TEXT SHOWN |
--------------------------------
DELETE OBJECT never harms and can save you from production related excitement.
Normally, I would agree with both David and Marian. However, the Progress OO manual states:
"Progress Software Corporation recommends that you allow garbage collection to delete
class-based objects whose reference counts are 0."
Take that as you will...
And who’s stoping the GC to ‘delete class-based object whose references counts are 0’? I certainly don’t do anything of that kind, you’re just trying to put me on the naughty list? :)
Ask Julian how he learned about the bidirection linkages that result from using publish/subscribe eventually leading to an out-of-memory condition...
Coming from the Progress Software Corporation side, I would say that the recommendation to use garbage collection is a simplification. There are advantages/disadvantages on both sides:
* There is nothing wrong with doing DELETE OBJECT if you are sure that the object is not being used anywhere. If it is not a straight-forward scenario and thus you are not sure, it's better to let garbage collection take care of it.
--------------------------------
DATASET EXTRACT |

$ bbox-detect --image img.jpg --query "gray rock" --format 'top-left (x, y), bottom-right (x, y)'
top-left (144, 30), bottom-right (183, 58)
--------------------------------
TASK OBJECTIVE | Pick up the discussion of DELETE OBJECT versus garbage collection in Progress after its last sentence and keep it going.

ANSWER BELOW |
* The AVM does not garbage delete an object when it is part of a circular reference. For those cases, you may want to use DELETE OBJECT (the other way is to break the circle by clearing one or more references). This usually comes up with Forms and and classes that use event subscriptions. Though again, when you do it, you have to be sure that you are not deleting something that is being used.
In the example that started all this, with doing NEW in a loop and assigning the new class reference into the same variable each time, there is no ambiguity. Garbage collection will handle this just fine and there is no need whatsoever for DELETE OBJECT. And for the same reason, there is no problem if you do use DELETE OBJECT. So take your pick.